▶ **PROBLEM TO WORK ON**:
You are to retype exactly the line with "Keypoint guideline: for each instance of the gable" and every line after it in the entries below.
=== Section Start ===
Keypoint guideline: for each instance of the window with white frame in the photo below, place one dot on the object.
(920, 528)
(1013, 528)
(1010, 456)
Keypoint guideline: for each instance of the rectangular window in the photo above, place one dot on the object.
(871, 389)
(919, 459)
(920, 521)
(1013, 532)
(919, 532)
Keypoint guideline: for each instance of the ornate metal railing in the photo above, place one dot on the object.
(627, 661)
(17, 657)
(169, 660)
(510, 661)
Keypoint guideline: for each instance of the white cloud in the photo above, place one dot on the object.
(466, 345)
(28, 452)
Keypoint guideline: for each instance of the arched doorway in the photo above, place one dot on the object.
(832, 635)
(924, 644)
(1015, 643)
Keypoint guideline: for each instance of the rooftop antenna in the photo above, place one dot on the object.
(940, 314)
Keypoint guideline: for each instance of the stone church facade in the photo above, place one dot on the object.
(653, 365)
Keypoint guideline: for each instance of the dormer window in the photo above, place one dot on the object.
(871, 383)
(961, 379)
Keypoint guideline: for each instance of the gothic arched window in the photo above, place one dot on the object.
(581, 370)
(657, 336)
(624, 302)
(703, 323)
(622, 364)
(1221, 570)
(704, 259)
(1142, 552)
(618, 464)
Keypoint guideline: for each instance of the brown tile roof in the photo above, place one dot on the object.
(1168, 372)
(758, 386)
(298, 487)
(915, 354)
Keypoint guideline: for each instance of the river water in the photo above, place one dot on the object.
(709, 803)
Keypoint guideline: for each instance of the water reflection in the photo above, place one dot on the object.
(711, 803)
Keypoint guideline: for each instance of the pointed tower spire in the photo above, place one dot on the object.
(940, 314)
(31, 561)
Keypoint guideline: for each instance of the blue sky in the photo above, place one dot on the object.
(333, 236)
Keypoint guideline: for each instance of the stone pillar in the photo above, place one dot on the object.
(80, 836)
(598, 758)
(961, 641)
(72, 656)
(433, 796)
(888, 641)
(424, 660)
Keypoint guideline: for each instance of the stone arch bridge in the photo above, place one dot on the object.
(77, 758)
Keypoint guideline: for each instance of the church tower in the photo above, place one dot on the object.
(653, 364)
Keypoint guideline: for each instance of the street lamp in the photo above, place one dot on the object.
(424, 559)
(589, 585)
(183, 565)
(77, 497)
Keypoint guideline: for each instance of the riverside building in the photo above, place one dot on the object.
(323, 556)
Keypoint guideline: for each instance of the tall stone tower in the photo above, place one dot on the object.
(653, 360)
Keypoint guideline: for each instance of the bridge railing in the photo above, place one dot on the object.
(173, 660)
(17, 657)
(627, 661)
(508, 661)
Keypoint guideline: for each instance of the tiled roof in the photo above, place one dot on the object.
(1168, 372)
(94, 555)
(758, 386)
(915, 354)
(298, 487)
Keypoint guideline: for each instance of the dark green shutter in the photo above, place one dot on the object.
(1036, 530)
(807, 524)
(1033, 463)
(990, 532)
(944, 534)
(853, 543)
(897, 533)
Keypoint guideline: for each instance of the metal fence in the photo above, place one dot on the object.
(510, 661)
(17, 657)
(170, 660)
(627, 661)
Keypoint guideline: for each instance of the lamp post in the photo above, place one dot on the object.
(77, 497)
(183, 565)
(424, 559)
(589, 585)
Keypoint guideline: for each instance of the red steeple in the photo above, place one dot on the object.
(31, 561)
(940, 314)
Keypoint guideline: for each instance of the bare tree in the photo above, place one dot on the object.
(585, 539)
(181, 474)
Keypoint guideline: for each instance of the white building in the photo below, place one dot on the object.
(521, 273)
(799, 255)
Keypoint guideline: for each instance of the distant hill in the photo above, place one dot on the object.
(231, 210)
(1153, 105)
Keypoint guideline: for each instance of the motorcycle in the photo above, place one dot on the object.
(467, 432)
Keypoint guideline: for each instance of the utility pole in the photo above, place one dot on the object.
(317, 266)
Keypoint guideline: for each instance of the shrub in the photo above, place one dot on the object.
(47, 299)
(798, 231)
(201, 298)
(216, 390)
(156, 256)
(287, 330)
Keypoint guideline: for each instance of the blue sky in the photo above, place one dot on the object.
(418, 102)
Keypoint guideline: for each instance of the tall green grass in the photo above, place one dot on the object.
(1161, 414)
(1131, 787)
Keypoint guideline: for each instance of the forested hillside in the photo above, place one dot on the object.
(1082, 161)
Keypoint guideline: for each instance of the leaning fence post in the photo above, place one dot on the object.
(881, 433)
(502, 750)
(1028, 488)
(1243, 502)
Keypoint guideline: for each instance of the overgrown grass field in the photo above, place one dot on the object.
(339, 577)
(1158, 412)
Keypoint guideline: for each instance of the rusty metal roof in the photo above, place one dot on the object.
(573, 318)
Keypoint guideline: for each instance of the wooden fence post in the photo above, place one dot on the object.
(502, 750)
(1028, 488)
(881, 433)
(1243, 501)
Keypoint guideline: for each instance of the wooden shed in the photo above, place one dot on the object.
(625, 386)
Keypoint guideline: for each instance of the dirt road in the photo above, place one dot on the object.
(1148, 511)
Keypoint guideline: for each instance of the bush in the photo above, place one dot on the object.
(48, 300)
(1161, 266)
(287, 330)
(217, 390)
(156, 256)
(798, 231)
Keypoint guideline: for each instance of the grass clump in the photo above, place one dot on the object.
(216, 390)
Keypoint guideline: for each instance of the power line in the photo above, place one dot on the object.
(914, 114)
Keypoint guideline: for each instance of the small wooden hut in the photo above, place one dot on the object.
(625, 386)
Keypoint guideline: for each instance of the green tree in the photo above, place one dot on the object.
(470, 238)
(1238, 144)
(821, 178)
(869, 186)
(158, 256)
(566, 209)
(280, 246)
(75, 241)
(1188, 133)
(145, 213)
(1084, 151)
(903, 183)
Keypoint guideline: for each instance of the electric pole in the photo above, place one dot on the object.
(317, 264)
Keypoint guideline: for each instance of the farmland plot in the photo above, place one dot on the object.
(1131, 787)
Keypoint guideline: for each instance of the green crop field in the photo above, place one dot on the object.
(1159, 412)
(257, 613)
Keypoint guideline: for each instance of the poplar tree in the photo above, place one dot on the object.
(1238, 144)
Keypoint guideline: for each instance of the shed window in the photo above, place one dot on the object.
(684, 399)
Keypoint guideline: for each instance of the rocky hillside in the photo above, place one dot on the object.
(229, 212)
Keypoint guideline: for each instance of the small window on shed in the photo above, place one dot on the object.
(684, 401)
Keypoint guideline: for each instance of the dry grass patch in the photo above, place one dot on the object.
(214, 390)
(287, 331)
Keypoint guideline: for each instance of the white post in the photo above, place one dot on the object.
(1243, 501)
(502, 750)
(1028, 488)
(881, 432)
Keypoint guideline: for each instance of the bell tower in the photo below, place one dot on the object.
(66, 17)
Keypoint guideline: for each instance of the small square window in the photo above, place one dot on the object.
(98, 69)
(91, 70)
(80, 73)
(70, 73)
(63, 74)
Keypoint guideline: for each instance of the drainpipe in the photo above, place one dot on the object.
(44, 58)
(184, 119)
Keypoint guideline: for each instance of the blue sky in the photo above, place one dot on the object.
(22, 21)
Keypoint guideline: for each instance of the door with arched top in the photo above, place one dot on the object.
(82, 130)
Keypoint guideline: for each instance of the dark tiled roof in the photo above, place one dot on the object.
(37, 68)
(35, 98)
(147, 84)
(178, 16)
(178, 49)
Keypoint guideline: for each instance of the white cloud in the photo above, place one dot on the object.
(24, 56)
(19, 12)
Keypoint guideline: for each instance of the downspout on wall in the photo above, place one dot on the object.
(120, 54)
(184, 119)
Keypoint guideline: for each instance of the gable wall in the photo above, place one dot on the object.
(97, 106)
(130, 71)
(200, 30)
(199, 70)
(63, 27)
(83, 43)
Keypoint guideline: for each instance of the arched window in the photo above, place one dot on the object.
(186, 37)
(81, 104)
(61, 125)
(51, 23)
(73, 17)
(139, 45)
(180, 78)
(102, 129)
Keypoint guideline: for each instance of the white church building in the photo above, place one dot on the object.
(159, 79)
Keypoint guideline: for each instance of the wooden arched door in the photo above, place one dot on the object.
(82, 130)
=== Section End ===
▶ **TASK OUTPUT**:
Keypoint guideline: for each instance of the gable wall in the photo above, place one dot on the object.
(97, 106)
(130, 71)
(200, 30)
(199, 70)
(63, 27)
(83, 43)
Keypoint guideline: for each instance of the arched window in the photo above, place one dot on the object.
(186, 37)
(81, 104)
(61, 125)
(51, 23)
(73, 17)
(139, 45)
(180, 78)
(102, 129)
Keypoint guideline: for each instance of the white church building in the photo above, place one dot on the object.
(159, 79)
Keypoint guideline: for each instance of the wooden arched door in the photo above, place one dot on the object.
(82, 130)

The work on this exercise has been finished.